Express each line of the entries below as a Markdown table with two columns, Row and Line, numbering the rows and leaving out blank lines. Omit the pictures from your answer.

# # # # #

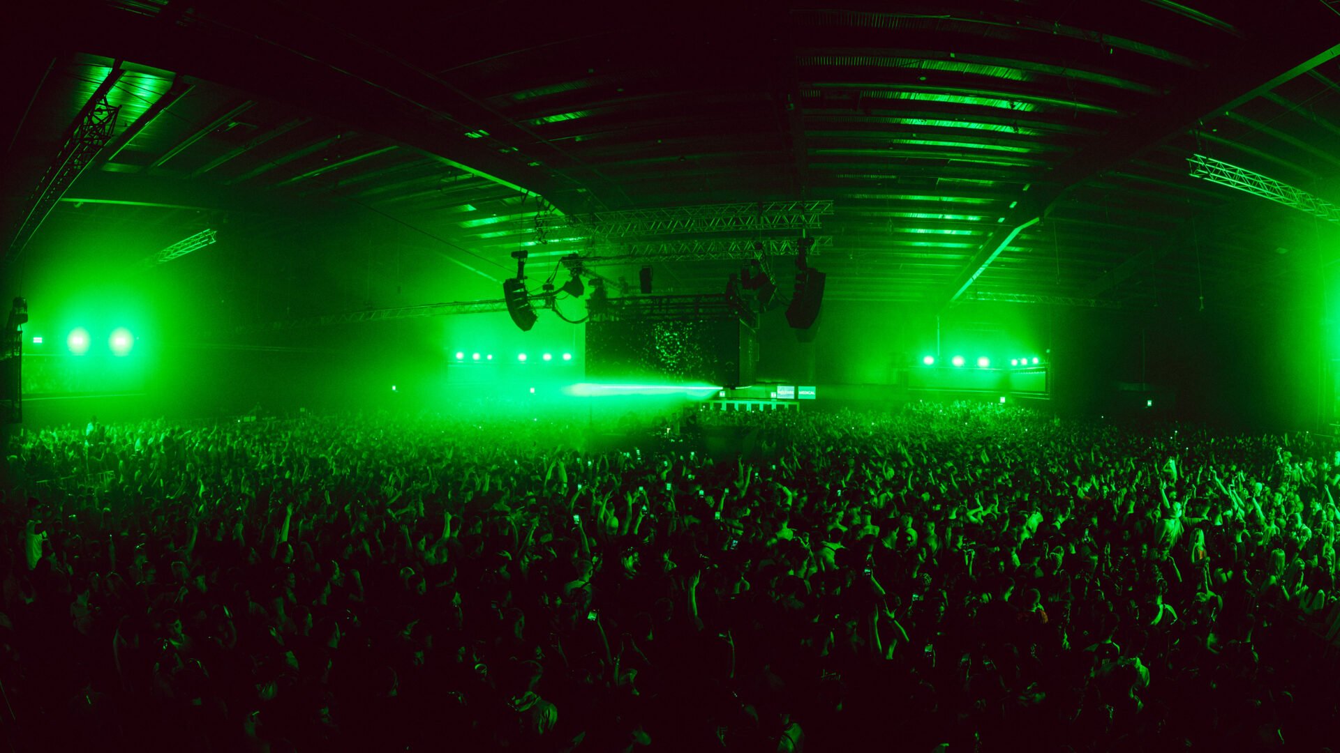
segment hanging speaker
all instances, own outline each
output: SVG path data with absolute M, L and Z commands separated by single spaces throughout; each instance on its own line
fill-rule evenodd
M 819 304 L 824 300 L 824 279 L 819 269 L 796 271 L 796 295 L 787 307 L 787 323 L 796 330 L 808 330 L 819 319 Z
M 539 318 L 535 315 L 535 310 L 531 308 L 531 300 L 525 293 L 525 285 L 521 284 L 521 280 L 516 277 L 503 280 L 503 300 L 507 303 L 507 312 L 512 316 L 512 322 L 523 332 L 529 332 Z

# # # # #

ANSWER TO THE EXERCISE:
| Row | Line |
|---|---|
| 1 | segment hanging speaker |
| 2 | all instances, own outline each |
| 3 | output: SVG path data with absolute M, L and Z commands separated by single spaces throughout; each instance on its own line |
| 4 | fill-rule evenodd |
| 5 | M 819 304 L 824 300 L 824 279 L 819 269 L 796 271 L 796 295 L 787 307 L 787 323 L 796 330 L 808 330 L 819 319 Z |
| 6 | M 539 318 L 535 315 L 535 310 L 531 308 L 531 300 L 525 293 L 525 285 L 521 284 L 521 280 L 516 277 L 503 280 L 503 300 L 507 303 L 507 312 L 512 316 L 512 322 L 523 332 L 529 332 Z |